Criticou-se a excessiva lentidão, por parte do governo, nos processos de implementação dos compromissos de campanha, firmados com relação à agenda proposta pelos movimentos sociais.
Apesar desta crítica severa, a militância partidária e social, que cresceu e se desenvolveu ao longo das últimas décadas, penetrou na administração pública, ocupando estruturas de governo e estruturas do Estado brasileiro e, a partir destes lugares, implementou uma diversidade enorme de experiências sociais, culturais e políticas, inspiradas nas vivências e propostas dos movimentos sociais.
Tais vivências e propostas tinham sua origem nos movimentos de trabalhadores e organizações populares de base, sindicais, de camponeses sem terra, de mulheres e gênero, da juventude, dos estudantes, dos povos indígenas, de atingidos por barragem, de pequenos agricultores, de grupos de direitos humanos, de grupos culturais das periferias urbanas, das lutas pela democratização da comunicação, da luta anti-manicomial, das lutas de pescadores e ribeirinhos, de populações tradicionais, de quilombolas, do movimento negro, de seringueiros, de ambientalistas, de grupos LGBT, de portadores de necessidades especiais, de grupos de terceira idade, de sem teto urbanos, de catadores de papel, de portadores de hanseníase etc
Ao longo dos dois mandatos do presidente Lula (2003-2010) foram realizadas centenas de conferências temáticas, locais, municipais, estaduais e nacionais, que reuniram milhões de pessoas em todo o país, abarcando praticamente toda a diversidade social, ao final das quais foram definidas propostas de políticas públicas, encaminhadas ao Governo Federal e propostas legislativas, encaminhadas ao Congresso Nacional.

MATERIAL APRESENTADO:
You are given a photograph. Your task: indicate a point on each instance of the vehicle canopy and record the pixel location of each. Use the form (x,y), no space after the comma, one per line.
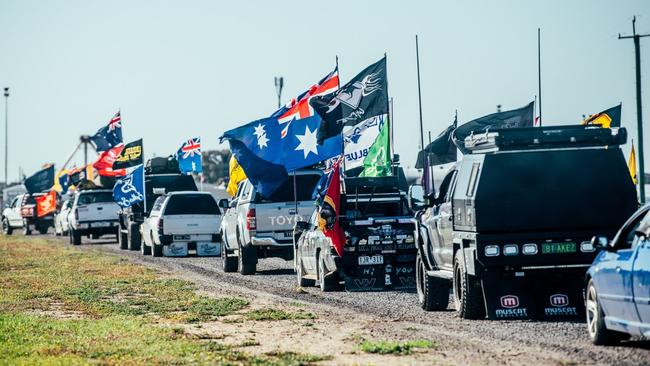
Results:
(373,197)
(569,179)
(191,203)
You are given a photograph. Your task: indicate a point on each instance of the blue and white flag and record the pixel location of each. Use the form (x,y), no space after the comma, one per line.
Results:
(110,135)
(130,189)
(271,147)
(189,156)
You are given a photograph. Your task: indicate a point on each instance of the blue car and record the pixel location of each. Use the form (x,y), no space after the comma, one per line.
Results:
(617,292)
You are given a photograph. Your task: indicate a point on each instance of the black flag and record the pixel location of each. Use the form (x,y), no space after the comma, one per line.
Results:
(130,156)
(365,96)
(442,150)
(516,118)
(41,181)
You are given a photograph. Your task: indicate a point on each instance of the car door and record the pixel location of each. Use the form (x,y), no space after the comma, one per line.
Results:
(614,277)
(641,282)
(15,219)
(442,248)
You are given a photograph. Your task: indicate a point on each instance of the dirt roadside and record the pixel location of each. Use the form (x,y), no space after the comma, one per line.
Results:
(339,331)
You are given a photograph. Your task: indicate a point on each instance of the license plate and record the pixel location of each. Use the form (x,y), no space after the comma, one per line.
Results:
(559,248)
(366,260)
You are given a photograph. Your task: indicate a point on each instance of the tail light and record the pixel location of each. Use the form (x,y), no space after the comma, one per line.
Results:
(251,220)
(160,226)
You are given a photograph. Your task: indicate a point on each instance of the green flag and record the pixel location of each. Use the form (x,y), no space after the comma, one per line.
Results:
(377,162)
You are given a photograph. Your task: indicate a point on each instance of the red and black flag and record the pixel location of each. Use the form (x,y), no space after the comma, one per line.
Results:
(365,96)
(328,219)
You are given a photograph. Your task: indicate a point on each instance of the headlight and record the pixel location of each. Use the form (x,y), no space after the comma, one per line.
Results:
(491,250)
(587,247)
(510,249)
(529,249)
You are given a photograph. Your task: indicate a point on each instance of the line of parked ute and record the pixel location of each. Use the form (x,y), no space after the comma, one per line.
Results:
(532,223)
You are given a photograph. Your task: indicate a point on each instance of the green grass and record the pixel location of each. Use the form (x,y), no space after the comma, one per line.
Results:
(395,348)
(60,305)
(275,314)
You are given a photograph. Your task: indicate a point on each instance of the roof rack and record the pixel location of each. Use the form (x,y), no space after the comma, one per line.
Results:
(550,137)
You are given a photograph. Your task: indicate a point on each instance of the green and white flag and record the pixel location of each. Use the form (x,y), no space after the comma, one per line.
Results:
(377,162)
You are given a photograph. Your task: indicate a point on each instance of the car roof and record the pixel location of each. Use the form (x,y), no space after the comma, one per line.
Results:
(177,193)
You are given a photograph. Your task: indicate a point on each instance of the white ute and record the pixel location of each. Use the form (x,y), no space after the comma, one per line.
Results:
(93,214)
(180,222)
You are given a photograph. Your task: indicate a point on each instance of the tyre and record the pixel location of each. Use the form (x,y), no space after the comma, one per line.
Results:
(6,228)
(134,237)
(247,259)
(156,250)
(433,292)
(598,333)
(76,237)
(468,294)
(228,261)
(123,239)
(27,230)
(327,284)
(302,281)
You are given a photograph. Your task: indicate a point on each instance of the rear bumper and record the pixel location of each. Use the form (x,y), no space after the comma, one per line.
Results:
(270,242)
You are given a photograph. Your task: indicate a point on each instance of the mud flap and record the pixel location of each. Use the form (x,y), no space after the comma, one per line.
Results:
(175,250)
(208,249)
(544,296)
(393,275)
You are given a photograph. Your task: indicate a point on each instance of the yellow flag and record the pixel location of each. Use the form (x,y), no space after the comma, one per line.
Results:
(236,175)
(631,164)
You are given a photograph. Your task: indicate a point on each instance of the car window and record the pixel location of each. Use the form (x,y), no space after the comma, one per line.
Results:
(444,191)
(192,204)
(158,204)
(95,197)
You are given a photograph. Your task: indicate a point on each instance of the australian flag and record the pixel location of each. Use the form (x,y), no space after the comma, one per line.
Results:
(189,156)
(130,189)
(109,135)
(286,141)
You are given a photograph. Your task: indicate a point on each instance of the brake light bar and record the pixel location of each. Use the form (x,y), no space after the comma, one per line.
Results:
(251,220)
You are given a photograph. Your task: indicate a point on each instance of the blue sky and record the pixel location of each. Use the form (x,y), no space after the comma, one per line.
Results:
(179,69)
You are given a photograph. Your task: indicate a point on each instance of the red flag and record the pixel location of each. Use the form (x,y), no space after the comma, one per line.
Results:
(107,158)
(45,204)
(333,200)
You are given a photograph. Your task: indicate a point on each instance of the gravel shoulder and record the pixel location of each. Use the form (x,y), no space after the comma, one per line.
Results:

INSTRUÇÕES DO EXERCÍCIO: No trecho sobre os movimentos sociais durante o governo Lula, a que instância foram encaminhadas as propostas legislativas definidas nas conferências? As entradas provêm de uma fonte distinta da do trecho.

RESPOSTA ESPERADA: Ao Congresso Nacional.